■ Actions to take ■
**1.** Reproduce the passage of the Bolliger v. White judgment from "f) on March" up to and including "action was commenced.".
**2.** Carry on the Bolliger v. White reasons for judgment beyond the final sentence shown.

---------- Excerpt provided ----------

Bolliger v. White, 2016 ONSC 5024
CITATION: Bolliger v. White, 2016 ONSC 5024
COURT FILE NO.: CV-12-00447290
DATE: 2016-09-16
ONTARIO
SUPERIOR COURT OF JUSTICE
BETWEEN:
MANON BOLLIGER
Plaintiff
– and –
DEBORAH ANN WHITE
Defendant
COUNSEL:
Robert Di Vencenzo, for the Plaintiff
Robert Klotz, for the Defendant
HEARD: July 28, 2016
BEFORE: G. DOW, J
REASONS FOR JUDGMENT
[1] The parties were directed by Justice Diamond at the pre-trial conference to bring this motion as a means to narrow or determine the issues for trial. The issue, as I characterize it, is whether the defendant’s former spouse, Franklin White made a transfer of property under provincial family law that can be set aside under the applicable federal bankruptcy legislation.
[2] The chronology of events is as follows:
a) on June 4, 1988, the defendant and Franklin White marry, while the defendant is the registered owner of a house in Newmarket in which they begin to reside;
b) in 1999, the Newmarket house is sold and another house is purchased in Pontypool in which they reside, also registered only in the defendant’s name;
c) in October, 2007, the plaintiff obtained a judgment against Franklin White for $356,219.18 plus interest at six percent per annum for breach of trust and fraud;
d) on November 24, 2008, the defendant and Franklin White separate;
e) on March 9, 2009, the defendant and Franklin White enter into a separation agreement in which Franklin White gave up any interest he may have had in the “matrimonial home” as the defined in the Family Law Act, R.S.O. 1990 c. F.3 (“FLA”) in exchange for a release from payment of support or an equalization payment as may be required, also pursuant to the FLA.
f) on March 19, 2009, Franklin White made an assignment into bankruptcy with a trustee appointed under the (then) version of the Bankruptcy and Insolvency Act, R.S.C. 1985, c.B-3 (“BIA”);
g) on May 27, 2010, the Defendant sold the Pontypool house and purchased a house in Bowmanville;
h) on December 12, 2011, the plaintiff, as a creditor in the bankruptcy of Franklin White, obtained an order to commence and prosecute in her own name, and at her own expense, a proceeding to set aside the transfer of Franklin White’s interest in the defendant’s home as a matrimonial home;
i) on February 27, 2012, this action was commenced.

---------- Collected material ----------

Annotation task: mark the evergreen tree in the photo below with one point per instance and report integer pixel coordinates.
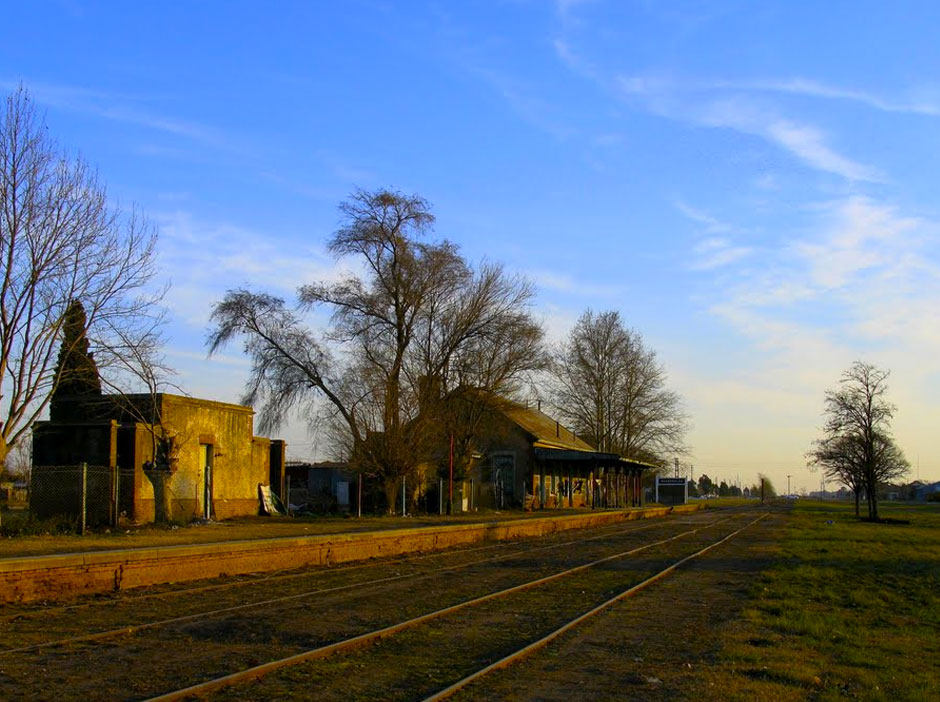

----------

■ Written responses ■
**1.**
f) on March 19, 2009, Franklin White made an assignment into bankruptcy with a trustee appointed under the (then) version of the Bankruptcy and Insolvency Act, R.S.C. 1985, c.B-3 (“BIA”);
g) on May 27, 2010, the Defendant sold the Pontypool house and purchased a house in Bowmanville;
h) on December 12, 2011, the plaintiff, as a creditor in the bankruptcy of Franklin White, obtained an order to commence and prosecute in her own name, and at her own expense, a proceeding to set aside the transfer of Franklin White’s interest in the defendant’s home as a matrimonial home;
i) on February 27, 2012, this action was commenced.

**2.**
The Plaintiff’s Position
[3] The plaintiff maintains the release of Franklin White’s interest in the matrimonial home is a reviewable transaction under the BIA. To arrive at this conclusion the plaintiff starts with the broad definition under section 2 of the BIA which includes “things in action”, property whether “legal or equitable” or “vested or contingent”. Further, the BIA provides for any settlement and is defined to include “contract, covenant, transfer, gift” made within one year of bankruptcy to be void as against the trustee. Similarly, under the FLA, the definition of property under section 4 is defined to include interest in real property, whether vested or contingent. The province of Ontario uses an equalization scheme to distribute family assets after a marriage break down which involves valuation and accounting.
[4] The plaintiff relies on the Court of Appeal decision in Maroukis v. Maroukis (1981), 1981 CanLII 77 (ON CA), 33 O.R. (2d) 661 where it reversed the trial judge’s decision to vest the interest in the matrimonial home solely in the wife after a creditor of the husband obtained judgment against him. The house was acquired post marriage in joint tenancy and the wife filed an application for a division of family assets before the action against the husband by the creditor regarding the debt was commenced. However, while the Court of Appeal concluded the husband’s interest as a joint tenant owner of the house existed at the time the creditor obtained judgment and filed execution could not be ignored, it seems the facts are distinguishable by the very nature of the husband’s direct partial legal ownership of the asset.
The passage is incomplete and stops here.